▸ **Supplied data**:
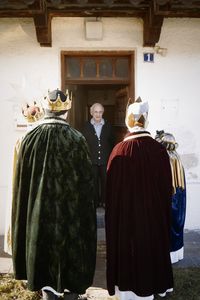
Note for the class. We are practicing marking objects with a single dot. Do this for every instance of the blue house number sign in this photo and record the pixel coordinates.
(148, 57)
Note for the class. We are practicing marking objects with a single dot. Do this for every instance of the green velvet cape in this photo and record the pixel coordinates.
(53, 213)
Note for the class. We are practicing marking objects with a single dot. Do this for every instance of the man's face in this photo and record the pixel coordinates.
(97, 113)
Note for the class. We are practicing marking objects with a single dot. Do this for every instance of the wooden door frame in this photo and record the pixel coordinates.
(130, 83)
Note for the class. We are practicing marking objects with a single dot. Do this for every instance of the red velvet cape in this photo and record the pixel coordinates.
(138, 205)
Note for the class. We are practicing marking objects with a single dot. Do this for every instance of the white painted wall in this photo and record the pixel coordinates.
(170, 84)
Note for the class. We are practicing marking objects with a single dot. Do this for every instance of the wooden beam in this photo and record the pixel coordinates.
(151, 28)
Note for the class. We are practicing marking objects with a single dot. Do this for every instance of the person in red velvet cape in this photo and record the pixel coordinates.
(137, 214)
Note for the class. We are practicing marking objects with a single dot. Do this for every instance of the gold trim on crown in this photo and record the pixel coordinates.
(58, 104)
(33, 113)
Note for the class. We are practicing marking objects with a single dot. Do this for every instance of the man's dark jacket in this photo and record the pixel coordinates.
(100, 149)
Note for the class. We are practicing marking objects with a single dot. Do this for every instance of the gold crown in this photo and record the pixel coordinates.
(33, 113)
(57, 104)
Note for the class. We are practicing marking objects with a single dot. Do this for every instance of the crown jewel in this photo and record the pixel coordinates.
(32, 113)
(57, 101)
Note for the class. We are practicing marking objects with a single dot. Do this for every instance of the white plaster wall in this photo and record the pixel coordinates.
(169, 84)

▸ **Task brief**:
Extract the full listing above verbatim; pictures are to be left out of the copy.

▸ **Task response**:
Note for the class. We are practicing marking objects with a single dot. Do this for every instance of the blue house number sign in this photo and record the pixel coordinates.
(148, 57)
Note for the class. We are practicing marking objects with a single dot. Do this for every instance of the green velvet cape in this photo and record the pixel coordinates.
(53, 213)
Note for the class. We are practicing marking objects with a single dot. Do this for every instance of the man's face in this photo and record the pixel coordinates.
(97, 113)
Note for the class. We are practicing marking objects with a single dot. Do this for every instance of the wooden door frame in this photo and record the pixel coordinates.
(130, 83)
Note for the class. We are practicing marking objects with a single dot. Do this for every instance of the red velvet cape in this photo and record the pixel coordinates.
(138, 205)
Note for the class. We are practicing marking objects with a single dot. Do this for every instance of the white painted wall in this photo and record the pixel coordinates.
(170, 84)
Note for the class. We are practicing marking objects with a single dot. Do this for every instance of the wooden beam in this photo and record the pixel coordinates.
(151, 28)
Note for the class. We are practicing marking objects with a single dot. Do this for every instance of the person in red velvet cape in this photo and record the pixel coordinates.
(137, 214)
Note for the class. We are practicing marking objects with a single dot. Do this for every instance of the gold trim on crown in this photo and record the pixel coordinates.
(58, 104)
(33, 113)
Note for the class. We are practicing marking objects with a single dot. Do this for every instance of the man's dark jacket in this photo and record the pixel coordinates.
(100, 149)
Note for the class. We are practicing marking objects with a single dot. Do this for every instance of the gold crown in this photo and record the pixel coordinates.
(33, 113)
(57, 104)
Note for the class. We are practicing marking objects with a single dot. Do this for every instance of the crown jewel in this photo and record the pixel coordinates.
(32, 113)
(57, 101)
Note for the class. We are practicing marking objects with a single dot. Do this for every instance of the white plaster wall in this photo and record the pixel coordinates.
(169, 84)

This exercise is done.